▸ **To do**
• A. Using the reranking page below, explain in one to three sentences why a second, reranking model is used after vector search.
• B. Answer these questions from the reranking page below:
(i) How many top candidates does vector search find out of millions, according to the page?
(ii) Which model does the code pass to CrossEncoderReranker?
(iii) What value is given for search_method in the rerank_search() call?
• C. Proceed with the reranking page below, writing on from the point where it stops.
>> Begin Extracted text
Skip to content

Reranking

Vector search (HNSW/IVFFlat) is optimized for speed and recall — finding the top 100 candidates out of millions in milliseconds. But ranking those 100 candidates precisely is harder; the bi-encoder model that generated embeddings sees query and document independently.

Reranking solves this with a second, more accurate model that sees the query and document together (cross-encoding), trading latency for precision. The canonical pattern is: retrieve many candidates cheaply → rerank them expensively → return the best few.


The rerank_search() Method

rerank_search() is the recommended one-stop method for retrieve-then-rerank pipelines. It handles both stages internally:

from pgvectordb.rerankers import CrossEncoderReranker

reranker = CrossEncoderReranker(model="cross-encoder/ms-marco-MiniLM-L-6-v2")

results = await db.rerank_search(
    query="best noise-cancelling headphones under $200",
    reranker=reranker,
    k=100,             # Stage 1: retrieve 100 candidates via first-stage retrieval
    rerank_top_k=5,    # Stage 2: return the 5 best by rerank score
    search_method="hybrid",  # Which retrieval backend to use
)
>> End Extracted text
>> Begin Extracted entries
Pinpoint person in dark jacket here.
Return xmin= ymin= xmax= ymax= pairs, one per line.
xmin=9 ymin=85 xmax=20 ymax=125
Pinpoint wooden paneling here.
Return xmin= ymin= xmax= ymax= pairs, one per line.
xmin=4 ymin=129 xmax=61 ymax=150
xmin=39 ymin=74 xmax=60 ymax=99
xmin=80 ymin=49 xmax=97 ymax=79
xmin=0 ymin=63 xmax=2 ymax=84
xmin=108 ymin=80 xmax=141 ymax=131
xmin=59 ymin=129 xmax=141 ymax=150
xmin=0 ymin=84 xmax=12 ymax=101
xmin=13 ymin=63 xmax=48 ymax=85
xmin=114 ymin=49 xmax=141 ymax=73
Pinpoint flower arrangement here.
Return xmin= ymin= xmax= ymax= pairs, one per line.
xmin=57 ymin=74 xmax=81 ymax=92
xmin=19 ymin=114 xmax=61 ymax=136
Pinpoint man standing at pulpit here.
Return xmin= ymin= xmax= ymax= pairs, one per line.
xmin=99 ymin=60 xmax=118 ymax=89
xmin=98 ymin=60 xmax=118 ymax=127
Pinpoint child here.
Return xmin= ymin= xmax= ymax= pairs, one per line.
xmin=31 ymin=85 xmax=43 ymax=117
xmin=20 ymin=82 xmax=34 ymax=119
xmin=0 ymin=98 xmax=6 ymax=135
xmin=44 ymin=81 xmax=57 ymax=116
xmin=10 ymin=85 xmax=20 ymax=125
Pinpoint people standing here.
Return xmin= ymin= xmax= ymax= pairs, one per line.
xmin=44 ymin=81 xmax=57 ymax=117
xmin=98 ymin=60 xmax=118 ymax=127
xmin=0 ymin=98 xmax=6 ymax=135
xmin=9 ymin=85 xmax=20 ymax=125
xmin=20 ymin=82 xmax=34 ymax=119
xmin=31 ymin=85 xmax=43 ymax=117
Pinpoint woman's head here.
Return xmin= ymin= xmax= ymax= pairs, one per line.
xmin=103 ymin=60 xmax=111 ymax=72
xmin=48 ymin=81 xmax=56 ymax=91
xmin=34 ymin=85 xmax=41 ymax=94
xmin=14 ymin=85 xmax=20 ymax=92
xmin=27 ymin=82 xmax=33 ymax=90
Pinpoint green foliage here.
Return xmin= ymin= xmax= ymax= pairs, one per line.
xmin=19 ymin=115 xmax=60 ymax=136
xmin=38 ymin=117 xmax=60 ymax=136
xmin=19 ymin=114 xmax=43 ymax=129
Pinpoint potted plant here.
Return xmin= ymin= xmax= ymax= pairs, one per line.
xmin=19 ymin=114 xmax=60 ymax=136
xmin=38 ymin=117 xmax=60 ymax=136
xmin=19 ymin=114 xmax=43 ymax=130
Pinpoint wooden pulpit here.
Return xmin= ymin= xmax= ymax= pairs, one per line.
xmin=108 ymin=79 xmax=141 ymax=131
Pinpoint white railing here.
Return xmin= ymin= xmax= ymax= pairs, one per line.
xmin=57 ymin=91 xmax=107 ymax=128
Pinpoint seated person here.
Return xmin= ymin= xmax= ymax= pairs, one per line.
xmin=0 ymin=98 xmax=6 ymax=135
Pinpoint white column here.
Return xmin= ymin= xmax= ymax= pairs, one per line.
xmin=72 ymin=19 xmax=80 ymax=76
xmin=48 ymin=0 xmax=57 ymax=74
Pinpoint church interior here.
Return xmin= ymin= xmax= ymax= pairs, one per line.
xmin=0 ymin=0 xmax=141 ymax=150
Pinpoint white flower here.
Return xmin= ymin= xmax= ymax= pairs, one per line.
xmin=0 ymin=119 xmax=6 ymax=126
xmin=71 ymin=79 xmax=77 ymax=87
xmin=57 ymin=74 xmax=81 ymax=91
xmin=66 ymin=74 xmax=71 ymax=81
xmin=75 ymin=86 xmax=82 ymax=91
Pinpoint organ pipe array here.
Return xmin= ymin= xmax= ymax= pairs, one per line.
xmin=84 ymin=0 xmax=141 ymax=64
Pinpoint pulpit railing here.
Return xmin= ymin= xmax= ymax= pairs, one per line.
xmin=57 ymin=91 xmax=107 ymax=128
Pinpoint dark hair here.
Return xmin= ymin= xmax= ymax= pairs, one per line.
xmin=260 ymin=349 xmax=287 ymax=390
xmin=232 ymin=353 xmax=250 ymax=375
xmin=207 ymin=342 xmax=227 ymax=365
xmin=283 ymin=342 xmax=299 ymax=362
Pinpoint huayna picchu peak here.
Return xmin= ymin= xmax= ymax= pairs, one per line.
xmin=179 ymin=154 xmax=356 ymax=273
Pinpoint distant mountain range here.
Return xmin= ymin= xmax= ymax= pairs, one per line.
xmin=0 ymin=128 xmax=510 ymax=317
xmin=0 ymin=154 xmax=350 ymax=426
>> End Extracted entries
>> Begin Extracted entries
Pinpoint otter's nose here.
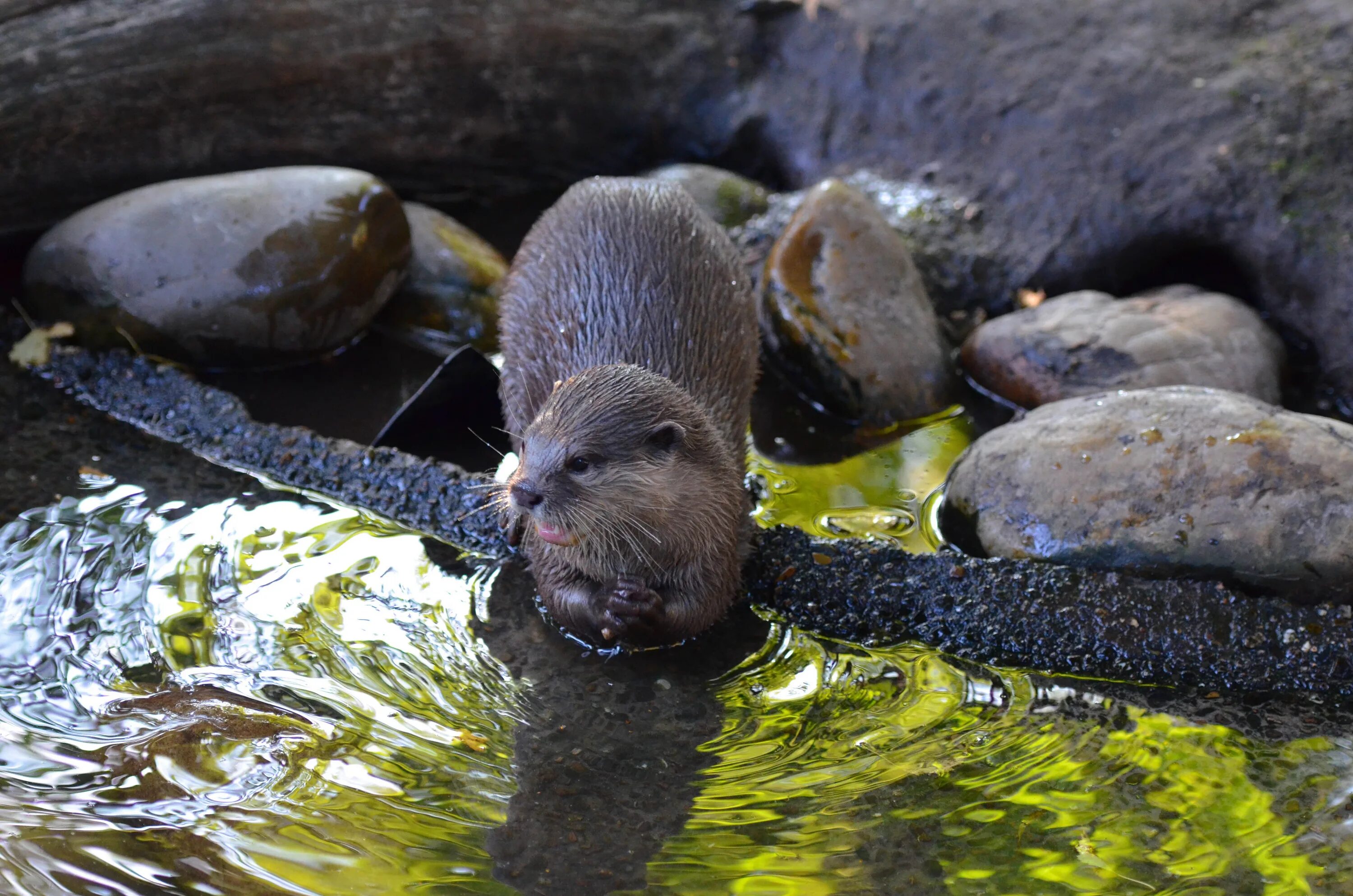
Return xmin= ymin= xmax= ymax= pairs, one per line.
>> End Extracted entries
▸ **Answers for the tasks**
• A. The bi-encoder that made the embeddings sees the query and each document separately, so it finds candidates fast but struggles to rank them precisely. A reranker is a cross-encoder that looks at the query and document together. It ranks more accurately at the cost of extra latency.

• B.
(i) The top 100 candidates.
(ii) "cross-encoder/ms-marco-MiniLM-L-6-v2"
(iii) "hybrid"

• C.
for r in results:
    print(f"{r['score']:.4f} | {r['content'][:80]}")

search_method Options

Value Retrieval Backend
"semantic" semantic_search()
"hybrid" hybrid_search()
"keyword" keyword_search() (FTS)
"bm25" keyword_search() (BM25)
"multimodal" multimodal_search() — pass query_params in kwargs

k vs rerank_top_k

The k / rerank_top_k split is the core trade-off:

k (first stage) rerank_top_k (output) Effect
20 5 Fast, lower recall
100 5 Balanced (recommended)
500 10 High recall, higher reranker cost

Tip

A good starting point is k=100, rerank_top_k=5. The reranker processes 100 documents but you only pay for the latency of the reranker model, not the vector search stage.


Reranker Options

1. CrossEncoderReranker — Local HuggingFace

Highly accurate cross-encoder model running locally via PyTorch/Transformers. No API key needed.

Requires: pip install "pgvectordb[rerankers]"

from pgvectordb.rerankers import CrossEncoderReranker

reranker = CrossEncoderReranker(
    model="cross-encoder/ms-marco-MiniLM-L-6-v2"   # 80MB model, fast on CPU
    # model="cross-encoder/ms-marco-electra-base"  # Larger, more accurate
)

results = await db.rerank_search(
    query="What causes a PostgreSQL deadlock?",
    reranker=reranker,
    k=50,
    rerank_top_k=5
)

2. HuggingFaceReranker — HuggingFace API

Uses the HuggingFace Inference API for reranking — no local GPU needed.

Requires: pip install "pgvectordb[huggingface]" and HUGGINGFACE_API_KEY

import os
from pgvectordb.rerankers import HuggingFaceReranker

os.environ["HUGGINGFACE_API_KEY"] = "hf_..."

reranker = HuggingFaceReranker(
    model="BAAI/bge-reranker-large"
)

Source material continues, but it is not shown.